Raw data:
--- Begin ---

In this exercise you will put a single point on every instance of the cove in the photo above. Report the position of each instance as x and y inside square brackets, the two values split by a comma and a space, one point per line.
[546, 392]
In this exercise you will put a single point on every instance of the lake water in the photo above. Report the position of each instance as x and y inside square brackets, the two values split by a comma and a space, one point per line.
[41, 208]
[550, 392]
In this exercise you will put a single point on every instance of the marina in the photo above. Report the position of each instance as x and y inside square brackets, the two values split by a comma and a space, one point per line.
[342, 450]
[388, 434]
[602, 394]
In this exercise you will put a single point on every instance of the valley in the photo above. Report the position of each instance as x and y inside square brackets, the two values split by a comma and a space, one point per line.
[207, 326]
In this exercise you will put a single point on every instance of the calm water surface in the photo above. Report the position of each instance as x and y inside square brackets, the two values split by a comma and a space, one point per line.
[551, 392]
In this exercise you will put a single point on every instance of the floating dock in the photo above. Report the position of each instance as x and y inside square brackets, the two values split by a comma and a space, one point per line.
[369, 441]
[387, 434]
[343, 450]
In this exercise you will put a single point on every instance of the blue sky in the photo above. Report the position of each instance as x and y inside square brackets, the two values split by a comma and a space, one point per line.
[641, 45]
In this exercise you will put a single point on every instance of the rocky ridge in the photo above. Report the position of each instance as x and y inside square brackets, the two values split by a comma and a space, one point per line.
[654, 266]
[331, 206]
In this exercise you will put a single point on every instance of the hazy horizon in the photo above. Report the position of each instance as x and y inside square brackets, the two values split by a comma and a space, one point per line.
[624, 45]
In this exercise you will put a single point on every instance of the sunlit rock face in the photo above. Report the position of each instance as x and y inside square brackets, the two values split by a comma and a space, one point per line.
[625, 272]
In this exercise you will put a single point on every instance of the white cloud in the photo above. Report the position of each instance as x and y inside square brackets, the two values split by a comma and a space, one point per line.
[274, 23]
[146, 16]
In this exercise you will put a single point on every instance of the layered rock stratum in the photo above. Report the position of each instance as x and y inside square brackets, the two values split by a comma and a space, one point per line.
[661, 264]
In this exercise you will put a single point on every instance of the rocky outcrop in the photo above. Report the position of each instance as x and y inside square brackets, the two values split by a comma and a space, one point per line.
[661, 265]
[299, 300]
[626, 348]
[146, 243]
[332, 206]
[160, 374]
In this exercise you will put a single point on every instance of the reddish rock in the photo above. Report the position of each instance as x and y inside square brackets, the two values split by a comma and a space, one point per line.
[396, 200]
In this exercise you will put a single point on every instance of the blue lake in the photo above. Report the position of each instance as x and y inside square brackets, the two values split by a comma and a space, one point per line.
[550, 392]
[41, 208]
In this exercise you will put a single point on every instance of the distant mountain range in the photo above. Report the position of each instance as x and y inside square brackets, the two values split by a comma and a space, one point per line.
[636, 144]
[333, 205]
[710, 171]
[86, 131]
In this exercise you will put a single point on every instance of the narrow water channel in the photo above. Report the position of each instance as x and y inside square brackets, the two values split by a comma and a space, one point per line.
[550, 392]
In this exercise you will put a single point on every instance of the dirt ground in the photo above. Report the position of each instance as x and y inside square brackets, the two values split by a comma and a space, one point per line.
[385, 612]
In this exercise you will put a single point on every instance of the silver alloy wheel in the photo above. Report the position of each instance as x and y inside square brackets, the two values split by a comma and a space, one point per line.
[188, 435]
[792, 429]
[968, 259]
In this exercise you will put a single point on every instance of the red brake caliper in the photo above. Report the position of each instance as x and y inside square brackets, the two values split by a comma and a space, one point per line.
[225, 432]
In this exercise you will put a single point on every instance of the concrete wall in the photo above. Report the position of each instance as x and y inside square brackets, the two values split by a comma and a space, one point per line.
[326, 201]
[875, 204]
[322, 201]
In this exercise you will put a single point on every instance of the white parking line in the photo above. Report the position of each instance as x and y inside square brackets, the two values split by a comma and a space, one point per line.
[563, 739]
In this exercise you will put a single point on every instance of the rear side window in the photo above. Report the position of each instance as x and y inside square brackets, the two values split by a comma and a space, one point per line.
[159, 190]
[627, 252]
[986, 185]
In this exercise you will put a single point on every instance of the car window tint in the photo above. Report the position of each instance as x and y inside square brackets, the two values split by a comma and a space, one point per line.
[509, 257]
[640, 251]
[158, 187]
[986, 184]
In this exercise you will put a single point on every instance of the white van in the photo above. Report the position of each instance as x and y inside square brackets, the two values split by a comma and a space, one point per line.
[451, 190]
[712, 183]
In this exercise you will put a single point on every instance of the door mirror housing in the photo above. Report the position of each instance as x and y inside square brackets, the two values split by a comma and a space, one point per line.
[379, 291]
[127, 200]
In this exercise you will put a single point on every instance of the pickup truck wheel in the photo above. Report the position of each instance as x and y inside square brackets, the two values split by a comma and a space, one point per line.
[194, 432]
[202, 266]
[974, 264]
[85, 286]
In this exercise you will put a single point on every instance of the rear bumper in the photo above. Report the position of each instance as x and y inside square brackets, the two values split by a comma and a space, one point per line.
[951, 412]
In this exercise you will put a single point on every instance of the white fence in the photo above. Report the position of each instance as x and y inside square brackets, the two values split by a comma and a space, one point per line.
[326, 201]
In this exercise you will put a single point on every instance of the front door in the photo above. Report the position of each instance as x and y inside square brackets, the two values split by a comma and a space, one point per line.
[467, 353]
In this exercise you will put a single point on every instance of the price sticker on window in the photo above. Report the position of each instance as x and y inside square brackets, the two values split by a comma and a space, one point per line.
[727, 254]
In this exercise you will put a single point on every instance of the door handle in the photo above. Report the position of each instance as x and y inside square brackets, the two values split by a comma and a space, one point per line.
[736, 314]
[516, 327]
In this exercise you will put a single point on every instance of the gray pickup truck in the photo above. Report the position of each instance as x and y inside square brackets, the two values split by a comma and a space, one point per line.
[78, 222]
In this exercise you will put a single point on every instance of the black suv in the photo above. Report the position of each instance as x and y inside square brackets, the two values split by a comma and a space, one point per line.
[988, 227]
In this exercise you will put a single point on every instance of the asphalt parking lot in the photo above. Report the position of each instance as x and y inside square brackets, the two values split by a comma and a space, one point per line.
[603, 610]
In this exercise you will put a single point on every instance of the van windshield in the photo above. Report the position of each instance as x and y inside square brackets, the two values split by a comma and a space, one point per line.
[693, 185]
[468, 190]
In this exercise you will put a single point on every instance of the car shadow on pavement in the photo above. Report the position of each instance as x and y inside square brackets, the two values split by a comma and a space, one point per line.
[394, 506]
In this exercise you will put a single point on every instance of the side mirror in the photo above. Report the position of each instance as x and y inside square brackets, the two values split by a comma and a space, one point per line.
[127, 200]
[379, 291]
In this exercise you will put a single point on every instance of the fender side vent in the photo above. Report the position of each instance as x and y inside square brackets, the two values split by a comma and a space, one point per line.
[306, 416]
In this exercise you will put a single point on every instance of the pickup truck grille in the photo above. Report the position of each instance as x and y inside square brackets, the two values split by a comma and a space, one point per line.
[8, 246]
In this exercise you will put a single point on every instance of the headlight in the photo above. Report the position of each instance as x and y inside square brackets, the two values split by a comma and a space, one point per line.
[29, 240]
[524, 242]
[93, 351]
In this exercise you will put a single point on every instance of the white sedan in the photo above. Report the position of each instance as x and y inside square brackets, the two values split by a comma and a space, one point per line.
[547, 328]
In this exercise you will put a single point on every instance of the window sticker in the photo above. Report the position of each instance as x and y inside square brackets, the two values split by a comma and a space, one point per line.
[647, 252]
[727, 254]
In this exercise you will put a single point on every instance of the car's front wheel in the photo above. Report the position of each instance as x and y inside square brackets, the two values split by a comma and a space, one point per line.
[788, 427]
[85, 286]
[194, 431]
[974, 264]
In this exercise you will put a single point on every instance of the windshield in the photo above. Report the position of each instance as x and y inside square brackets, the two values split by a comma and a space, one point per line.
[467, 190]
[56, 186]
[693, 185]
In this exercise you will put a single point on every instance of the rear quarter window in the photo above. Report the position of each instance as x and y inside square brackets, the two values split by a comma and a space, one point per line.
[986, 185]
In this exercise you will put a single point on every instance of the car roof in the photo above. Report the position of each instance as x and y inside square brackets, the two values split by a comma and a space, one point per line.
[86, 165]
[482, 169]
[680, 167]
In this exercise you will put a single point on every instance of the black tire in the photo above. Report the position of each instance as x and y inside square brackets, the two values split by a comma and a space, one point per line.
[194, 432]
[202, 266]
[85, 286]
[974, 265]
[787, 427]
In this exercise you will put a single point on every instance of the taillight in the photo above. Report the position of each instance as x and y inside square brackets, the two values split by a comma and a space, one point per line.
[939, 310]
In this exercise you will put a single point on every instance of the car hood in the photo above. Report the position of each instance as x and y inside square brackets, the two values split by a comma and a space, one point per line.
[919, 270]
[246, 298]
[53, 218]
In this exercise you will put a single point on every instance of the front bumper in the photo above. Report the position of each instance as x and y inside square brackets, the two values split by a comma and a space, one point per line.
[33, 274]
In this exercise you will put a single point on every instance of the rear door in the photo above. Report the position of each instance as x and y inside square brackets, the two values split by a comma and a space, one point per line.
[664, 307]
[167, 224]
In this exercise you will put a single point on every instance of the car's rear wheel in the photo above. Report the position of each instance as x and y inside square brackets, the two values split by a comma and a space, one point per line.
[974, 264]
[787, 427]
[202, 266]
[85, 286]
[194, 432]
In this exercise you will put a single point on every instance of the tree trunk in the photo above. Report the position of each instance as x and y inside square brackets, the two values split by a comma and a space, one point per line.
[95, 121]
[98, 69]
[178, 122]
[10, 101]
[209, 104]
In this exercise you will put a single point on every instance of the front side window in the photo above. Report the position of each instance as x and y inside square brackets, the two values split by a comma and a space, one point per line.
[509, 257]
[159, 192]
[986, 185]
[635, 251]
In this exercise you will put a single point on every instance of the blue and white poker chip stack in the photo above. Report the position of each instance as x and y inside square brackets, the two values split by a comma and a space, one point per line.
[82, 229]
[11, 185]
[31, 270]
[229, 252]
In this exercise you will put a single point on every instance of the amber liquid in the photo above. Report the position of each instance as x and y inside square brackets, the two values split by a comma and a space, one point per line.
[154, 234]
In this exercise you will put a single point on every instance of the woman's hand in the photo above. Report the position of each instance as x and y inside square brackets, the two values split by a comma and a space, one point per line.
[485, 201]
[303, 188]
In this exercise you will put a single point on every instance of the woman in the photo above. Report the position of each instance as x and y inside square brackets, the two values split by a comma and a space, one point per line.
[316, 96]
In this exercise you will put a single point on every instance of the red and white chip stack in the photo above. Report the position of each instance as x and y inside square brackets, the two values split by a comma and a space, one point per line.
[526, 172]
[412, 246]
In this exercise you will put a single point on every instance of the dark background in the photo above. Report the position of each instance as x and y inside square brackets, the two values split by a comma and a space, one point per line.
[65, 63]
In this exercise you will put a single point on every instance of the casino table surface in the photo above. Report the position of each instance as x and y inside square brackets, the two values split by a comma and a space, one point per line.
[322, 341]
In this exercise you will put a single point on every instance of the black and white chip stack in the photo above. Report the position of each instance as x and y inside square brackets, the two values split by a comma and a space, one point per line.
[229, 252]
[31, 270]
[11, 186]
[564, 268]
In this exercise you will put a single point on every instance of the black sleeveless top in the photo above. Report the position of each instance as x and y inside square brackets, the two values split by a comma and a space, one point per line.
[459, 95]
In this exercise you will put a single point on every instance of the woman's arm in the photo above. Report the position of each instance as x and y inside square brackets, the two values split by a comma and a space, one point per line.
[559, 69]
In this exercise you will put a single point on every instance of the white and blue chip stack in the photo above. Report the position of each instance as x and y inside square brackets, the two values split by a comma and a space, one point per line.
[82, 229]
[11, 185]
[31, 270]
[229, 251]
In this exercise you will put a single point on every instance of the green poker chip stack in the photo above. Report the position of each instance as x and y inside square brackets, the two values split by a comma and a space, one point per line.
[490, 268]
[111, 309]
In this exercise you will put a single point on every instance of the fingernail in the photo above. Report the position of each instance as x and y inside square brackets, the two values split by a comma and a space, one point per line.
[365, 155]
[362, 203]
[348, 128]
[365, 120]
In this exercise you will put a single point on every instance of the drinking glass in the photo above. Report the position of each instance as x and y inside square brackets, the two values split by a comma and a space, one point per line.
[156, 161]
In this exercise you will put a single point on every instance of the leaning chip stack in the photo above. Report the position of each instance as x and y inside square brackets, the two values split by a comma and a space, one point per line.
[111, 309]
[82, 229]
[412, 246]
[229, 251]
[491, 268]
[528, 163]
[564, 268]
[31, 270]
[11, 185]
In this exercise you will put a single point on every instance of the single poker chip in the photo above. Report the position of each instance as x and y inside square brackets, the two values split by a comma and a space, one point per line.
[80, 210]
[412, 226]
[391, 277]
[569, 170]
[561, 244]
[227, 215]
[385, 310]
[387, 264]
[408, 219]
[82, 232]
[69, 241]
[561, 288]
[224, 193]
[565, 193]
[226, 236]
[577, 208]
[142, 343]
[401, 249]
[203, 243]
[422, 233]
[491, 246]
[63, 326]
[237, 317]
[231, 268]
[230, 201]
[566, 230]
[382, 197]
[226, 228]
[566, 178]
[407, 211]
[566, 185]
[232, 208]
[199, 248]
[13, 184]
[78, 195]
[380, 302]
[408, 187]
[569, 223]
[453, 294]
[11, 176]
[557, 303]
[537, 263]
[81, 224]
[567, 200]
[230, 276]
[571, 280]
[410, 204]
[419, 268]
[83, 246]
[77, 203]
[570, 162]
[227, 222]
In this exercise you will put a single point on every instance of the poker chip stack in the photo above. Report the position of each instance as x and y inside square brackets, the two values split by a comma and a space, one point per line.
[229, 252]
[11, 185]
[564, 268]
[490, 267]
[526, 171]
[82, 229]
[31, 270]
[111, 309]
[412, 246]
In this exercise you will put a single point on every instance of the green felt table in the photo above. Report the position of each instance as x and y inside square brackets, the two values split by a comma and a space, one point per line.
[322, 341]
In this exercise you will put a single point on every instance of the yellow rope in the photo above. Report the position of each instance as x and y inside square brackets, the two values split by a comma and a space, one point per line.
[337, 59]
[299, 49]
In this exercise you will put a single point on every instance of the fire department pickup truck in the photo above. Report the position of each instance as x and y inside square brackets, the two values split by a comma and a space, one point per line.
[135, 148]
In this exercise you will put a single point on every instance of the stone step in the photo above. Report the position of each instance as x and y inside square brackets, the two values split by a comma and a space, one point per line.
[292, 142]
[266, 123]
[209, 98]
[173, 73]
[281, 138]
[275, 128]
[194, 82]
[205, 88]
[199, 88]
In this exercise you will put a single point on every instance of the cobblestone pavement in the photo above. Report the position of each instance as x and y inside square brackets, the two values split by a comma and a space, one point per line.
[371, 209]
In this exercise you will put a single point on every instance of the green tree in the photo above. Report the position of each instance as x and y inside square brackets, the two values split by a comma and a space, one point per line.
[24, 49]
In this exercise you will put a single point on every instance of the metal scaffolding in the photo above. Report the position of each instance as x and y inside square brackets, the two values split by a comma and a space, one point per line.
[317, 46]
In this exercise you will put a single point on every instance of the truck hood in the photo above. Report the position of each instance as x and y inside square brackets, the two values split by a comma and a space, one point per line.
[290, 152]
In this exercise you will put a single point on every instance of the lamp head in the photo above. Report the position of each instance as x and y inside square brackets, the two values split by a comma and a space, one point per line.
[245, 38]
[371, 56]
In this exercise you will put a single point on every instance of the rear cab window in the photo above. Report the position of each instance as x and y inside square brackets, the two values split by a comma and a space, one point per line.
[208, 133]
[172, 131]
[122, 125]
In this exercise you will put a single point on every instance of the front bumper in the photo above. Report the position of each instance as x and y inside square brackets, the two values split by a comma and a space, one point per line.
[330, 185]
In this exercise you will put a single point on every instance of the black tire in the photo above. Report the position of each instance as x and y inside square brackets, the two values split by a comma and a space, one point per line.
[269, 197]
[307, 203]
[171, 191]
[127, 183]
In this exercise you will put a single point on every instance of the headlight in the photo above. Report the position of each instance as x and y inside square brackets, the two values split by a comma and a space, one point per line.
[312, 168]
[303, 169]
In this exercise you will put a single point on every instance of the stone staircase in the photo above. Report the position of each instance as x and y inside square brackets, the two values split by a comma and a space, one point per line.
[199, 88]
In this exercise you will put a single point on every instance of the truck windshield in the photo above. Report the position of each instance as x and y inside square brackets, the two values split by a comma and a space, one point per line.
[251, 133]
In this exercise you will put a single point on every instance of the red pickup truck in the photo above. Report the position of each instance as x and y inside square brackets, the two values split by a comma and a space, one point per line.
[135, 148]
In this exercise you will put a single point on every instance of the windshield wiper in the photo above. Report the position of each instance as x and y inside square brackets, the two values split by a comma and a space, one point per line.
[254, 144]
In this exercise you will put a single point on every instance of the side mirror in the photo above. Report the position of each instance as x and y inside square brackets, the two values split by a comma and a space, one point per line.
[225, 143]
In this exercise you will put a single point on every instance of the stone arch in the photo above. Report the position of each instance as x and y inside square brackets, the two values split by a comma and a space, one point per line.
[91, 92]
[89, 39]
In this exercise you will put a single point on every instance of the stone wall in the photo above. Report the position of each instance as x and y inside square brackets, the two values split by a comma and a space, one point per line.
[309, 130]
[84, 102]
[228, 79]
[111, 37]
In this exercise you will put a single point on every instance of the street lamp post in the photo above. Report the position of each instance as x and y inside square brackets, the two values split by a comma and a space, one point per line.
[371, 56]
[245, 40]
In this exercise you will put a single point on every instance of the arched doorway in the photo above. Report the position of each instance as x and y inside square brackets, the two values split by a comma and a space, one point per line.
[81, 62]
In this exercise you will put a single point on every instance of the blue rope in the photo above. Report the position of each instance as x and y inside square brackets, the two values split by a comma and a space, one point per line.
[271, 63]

--- End ---

Objective:
Every line from the line containing "the stone wall" to the last line of the material above must be repeated exactly, and no other line.

Response for this exercise:
In this exercise you will put a single point on every instance of the stone wall in the photo above. Report the position of each instance as x and y inside square brackets, the two values split by a comma and a space, one point per line.
[309, 130]
[84, 102]
[228, 79]
[111, 37]
In this exercise you will put a single point on every instance of the street lamp post in the photo above. Report the position of each instance as x and y inside square brackets, the two values split by a comma and a space, one point per line.
[371, 56]
[245, 40]
In this exercise you will put a single point on every instance of the arched doorway in the photo above. Report the position of each instance as x and y inside square brackets, the two values split by a comma and a space, one point per line.
[81, 62]
In this exercise you will put a single point on every instance of the blue rope in the photo above. Report the position of each instance as x and y inside square brackets, the two values split by a comma and a space, one point per line.
[271, 63]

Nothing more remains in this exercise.